WORK INSTRUCTIONS:
• A. Answer these questions from the essay on weight control, each answer marked to match its question:
(i) How many pounds did the writer once lose in one year alone?
(ii) How much liquid does the writer need each day?
(iii) What makes water much easier to drink?
• B. Summarize the essay on weight control in two sentences.
• C. Retype the part of the essay on weight control between "Who hasn’t been" and "lose weight permanently.", inclusive.

EXERCISE PASSAGE:
·····

First things first

Until I was established in my new eating habits, some things had to wait.

Proper nutrition is important. A wasteful lifestyle ought to be avoided. Perhaps I should eat less meat to lower my carbon footprint. I probably should save the planet … and the whales. Problem is, I am almost never successful when I fail to focus on one thing at a time. Right eating has to precede cleaning my plate, finishing every restaurant portion, and buying excessive quantities to be more economical.

Wisdom in action

It took years of weekly group discussions to absorb the wisdom of permanent weight control. In retrospect, I didn’t get it so much as it got me.

After many attempts to lose weight, I had lost hundreds of pounds cumulatively, once losing over 60 pounds in one year alone. I had abundant knowledge about dieting but no confidence I could achieve permanent weight control. I needed to learn how to let it happen while still taking responsibility for making an effort.

A thought experiment

I practiced a deep technique to become desperate for right eating.

In as much detail as possible, I imagined the sadness my family and friends might feel were I to die prematurely. I thought specifically about the burden that my becoming incapacitated, disabled, or unable to work might cause my spouse. I even imagined that one of my children needed an organ, that I was the only available donor, and that the surgery was too dangerous at my present weight.

Hungry for water

Water was surprisingly difficult thing to remember, and I even had to track it like food to make sure I drank enough.

The difficulty continued until I realized two things. First, room temperature makes water much easier to drink. Second, there are many interesting substitutes for water like seltzer, tea, and coffee. (Save for the day’s first cup, I drink only decaf.) Variety makes it much easier to get the 2.5 quarts of liquid I need daily. Word to the wise, create a hydrating routine that tapers off after mid afternoon to avoid getting up at night.

The gift of desperation

Who hasn’t been amazed at what they could accomplish when the chips were down?

Desperation is a gift when it gets me moving on something important. Not desperate yet? Imagination can help. I conducted a thought experiment and pretended what it might be like if my weight stood in the way of the happiness of those who love me. As unpleasant as it sounds, it’s a gift to be desperate enough to do anything required to lose weight permanently.

·····

DATA SECTION:
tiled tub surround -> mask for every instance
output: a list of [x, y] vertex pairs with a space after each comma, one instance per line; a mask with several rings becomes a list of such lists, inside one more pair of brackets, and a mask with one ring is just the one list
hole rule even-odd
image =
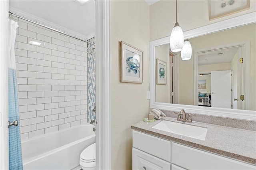
[[13, 19], [22, 140], [86, 123], [87, 43]]
[[[222, 118], [220, 118], [222, 119]], [[165, 120], [184, 123], [177, 118]], [[193, 118], [192, 118], [193, 120]], [[185, 123], [208, 128], [204, 141], [157, 130], [152, 127], [161, 121], [147, 123], [141, 121], [132, 125], [136, 130], [168, 140], [256, 164], [256, 131], [193, 121]], [[253, 122], [254, 126], [255, 122]]]

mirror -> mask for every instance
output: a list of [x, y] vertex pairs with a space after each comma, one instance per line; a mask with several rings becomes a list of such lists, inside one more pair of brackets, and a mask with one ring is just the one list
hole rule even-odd
[[[225, 23], [223, 23], [222, 24], [225, 25], [228, 25], [228, 24], [227, 24], [227, 22], [228, 22], [228, 20], [224, 21]], [[255, 22], [255, 19], [252, 19], [252, 21], [251, 22], [245, 24]], [[221, 24], [220, 23], [222, 22], [223, 22], [207, 26], [214, 28], [214, 25], [220, 24], [220, 25]], [[231, 26], [231, 27], [237, 27], [244, 24], [244, 23], [240, 23], [240, 24], [237, 24], [235, 26]], [[230, 26], [230, 25], [229, 25]], [[246, 30], [247, 31], [248, 29], [250, 29], [250, 27], [252, 27], [252, 30], [254, 32], [254, 33], [252, 33], [252, 36], [249, 38], [244, 37], [246, 36], [245, 36], [246, 34], [241, 34], [240, 33], [242, 32], [241, 30]], [[254, 120], [256, 113], [255, 111], [256, 109], [254, 106], [255, 105], [252, 105], [252, 103], [256, 103], [255, 100], [256, 92], [255, 88], [250, 88], [250, 86], [252, 85], [252, 87], [255, 87], [255, 85], [254, 86], [253, 86], [253, 83], [251, 83], [251, 82], [253, 83], [255, 81], [255, 70], [254, 68], [252, 68], [252, 70], [250, 69], [250, 65], [253, 66], [254, 65], [251, 64], [250, 65], [250, 53], [251, 55], [255, 55], [255, 48], [253, 47], [255, 45], [255, 24], [219, 31], [223, 29], [220, 26], [218, 30], [213, 29], [213, 30], [211, 32], [218, 32], [213, 34], [209, 34], [211, 32], [206, 32], [206, 34], [205, 31], [204, 32], [204, 27], [184, 32], [185, 39], [189, 39], [194, 51], [192, 59], [190, 60], [182, 61], [180, 59], [180, 57], [179, 55], [172, 53], [170, 51], [168, 47], [169, 37], [155, 40], [150, 43], [150, 67], [155, 67], [156, 64], [157, 64], [156, 63], [156, 59], [159, 59], [164, 61], [166, 63], [166, 65], [168, 66], [166, 71], [167, 83], [165, 85], [158, 84], [157, 82], [156, 82], [156, 73], [155, 71], [150, 70], [151, 72], [150, 73], [150, 96], [152, 97], [150, 98], [150, 107], [177, 111], [179, 111], [181, 108], [183, 108], [186, 109], [187, 112], [192, 113], [198, 114], [202, 113], [205, 115], [206, 114], [221, 117]], [[215, 27], [216, 27], [216, 26]], [[252, 30], [252, 28], [250, 29]], [[200, 30], [200, 33], [198, 33], [198, 30]], [[237, 32], [236, 32], [236, 31]], [[197, 32], [197, 35], [190, 35], [193, 32]], [[206, 34], [207, 34], [207, 35], [205, 35]], [[203, 36], [200, 36], [202, 35]], [[230, 37], [228, 37], [228, 36]], [[249, 35], [249, 36], [250, 35]], [[254, 39], [252, 39], [253, 37]], [[244, 38], [241, 38], [243, 37]], [[214, 38], [213, 40], [209, 40], [210, 38]], [[206, 43], [206, 42], [207, 43]], [[163, 51], [160, 50], [161, 49], [164, 49], [165, 56], [166, 56], [165, 60], [164, 59], [163, 59], [164, 54], [162, 53]], [[250, 51], [250, 49], [251, 49]], [[204, 65], [200, 63], [202, 62], [202, 59], [200, 58], [205, 57], [205, 54], [208, 55], [210, 55], [211, 52], [217, 52], [217, 54], [222, 53], [220, 51], [217, 50], [225, 50], [225, 52], [224, 53], [228, 53], [227, 51], [228, 51], [228, 49], [233, 49], [233, 51], [235, 51], [235, 54], [237, 54], [238, 53], [240, 55], [244, 55], [244, 65], [241, 66], [242, 72], [238, 72], [238, 73], [240, 73], [239, 74], [242, 76], [239, 79], [242, 79], [242, 80], [241, 81], [244, 83], [243, 85], [241, 85], [241, 87], [236, 85], [238, 84], [235, 83], [235, 82], [238, 81], [237, 79], [233, 79], [232, 80], [232, 82], [234, 83], [233, 88], [234, 87], [236, 89], [238, 88], [238, 89], [242, 89], [242, 90], [243, 90], [243, 94], [244, 94], [244, 97], [246, 98], [244, 99], [243, 104], [242, 104], [243, 106], [242, 106], [243, 107], [237, 107], [236, 100], [232, 101], [232, 105], [234, 105], [234, 107], [232, 106], [232, 109], [231, 109], [231, 105], [230, 105], [230, 109], [223, 109], [226, 107], [220, 106], [214, 107], [209, 107], [212, 106], [212, 101], [209, 102], [209, 99], [211, 100], [212, 96], [210, 96], [211, 99], [210, 99], [209, 96], [213, 95], [212, 94], [212, 91], [211, 90], [211, 85], [209, 85], [210, 84], [211, 81], [210, 80], [211, 78], [209, 77], [210, 75], [210, 74], [211, 73], [212, 71], [216, 71], [210, 69], [210, 66], [212, 66], [214, 68], [215, 67], [215, 69], [217, 67], [216, 65], [213, 65], [214, 64], [212, 63], [211, 65], [208, 63], [208, 65], [203, 66]], [[162, 53], [161, 53], [161, 52]], [[227, 53], [227, 54], [228, 54]], [[233, 58], [235, 55], [234, 54], [228, 55], [229, 56], [230, 55], [233, 55]], [[252, 61], [255, 63], [255, 59], [253, 58], [252, 58]], [[231, 59], [231, 61], [232, 60]], [[231, 70], [232, 71], [234, 70], [234, 66], [232, 65], [233, 64], [231, 63], [230, 60], [228, 62], [225, 61], [224, 63], [225, 64], [219, 64], [218, 67], [219, 67], [221, 65], [228, 65], [228, 67], [222, 68], [221, 69], [219, 68], [217, 70]], [[198, 63], [199, 63], [199, 65]], [[215, 64], [217, 64], [215, 63]], [[177, 65], [179, 68], [178, 69], [176, 69], [175, 66]], [[172, 65], [173, 65], [174, 67], [172, 67]], [[222, 65], [222, 66], [223, 66]], [[206, 69], [206, 67], [209, 69], [208, 70]], [[253, 72], [254, 70], [254, 72]], [[198, 76], [199, 73], [204, 74], [202, 77], [204, 76], [206, 77], [205, 79], [202, 79], [199, 77]], [[250, 74], [252, 74], [251, 76], [250, 75]], [[208, 75], [208, 78], [206, 78], [206, 75]], [[204, 84], [206, 85], [206, 87], [203, 89], [204, 90], [201, 88], [204, 88], [204, 87], [200, 87], [198, 89], [198, 80], [200, 79], [206, 81], [208, 80], [207, 81], [206, 81]], [[171, 83], [171, 80], [173, 80], [173, 82], [174, 83]], [[171, 83], [170, 83], [170, 81]], [[208, 88], [206, 89], [207, 88]], [[153, 90], [152, 91], [151, 89]], [[204, 92], [202, 93], [206, 93], [207, 96], [199, 97], [198, 90], [200, 90], [199, 91], [202, 91], [202, 92]], [[236, 91], [237, 91], [238, 90], [236, 90]], [[165, 92], [165, 93], [164, 92]], [[235, 96], [234, 93], [232, 94], [232, 99], [237, 99], [238, 101], [238, 97], [237, 96], [238, 95], [236, 94], [236, 95]], [[246, 95], [245, 95], [245, 94]], [[239, 98], [239, 99], [240, 99], [240, 95]], [[204, 106], [208, 107], [198, 106], [200, 104], [200, 102], [201, 101], [202, 102], [202, 98], [203, 98], [204, 101], [203, 103], [204, 103], [203, 105]], [[201, 99], [200, 101], [200, 99]], [[214, 100], [214, 101], [216, 101], [216, 100]], [[230, 101], [231, 102], [231, 101]], [[236, 105], [234, 106], [236, 103]], [[241, 111], [234, 109], [236, 108], [238, 109], [247, 110]], [[222, 112], [221, 113], [220, 113], [220, 112]]]

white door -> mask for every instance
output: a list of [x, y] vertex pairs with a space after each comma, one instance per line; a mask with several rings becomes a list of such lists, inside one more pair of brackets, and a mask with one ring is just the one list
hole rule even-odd
[[211, 72], [212, 107], [231, 109], [231, 71]]
[[0, 0], [0, 169], [9, 169], [8, 129], [8, 0]]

·····

ANSWERS TO THE TASKS:
• A.
(i) Over 60 pounds
(ii) 2.5 quarts
(iii) Room temperature

• B. The writer describes putting right eating ahead of other goals, absorbing the wisdom of permanent weight control through years of weekly group discussions, and using a thought experiment about loved ones to become desperate for right eating. The writer also found water hard to remember until realizing that room-temperature water and substitutes such as seltzer, tea, and coffee make it easier to get enough liquid each day.

• C.
Who hasn’t been amazed at what they could accomplish when the chips were down?

Desperation is a gift when it gets me moving on something important. Not desperate yet? Imagination can help. I conducted a thought experiment and pretended what it might be like if my weight stood in the way of the happiness of those who love me. As unpleasant as it sounds, it’s a gift to be desperate enough to do anything required to lose weight permanently.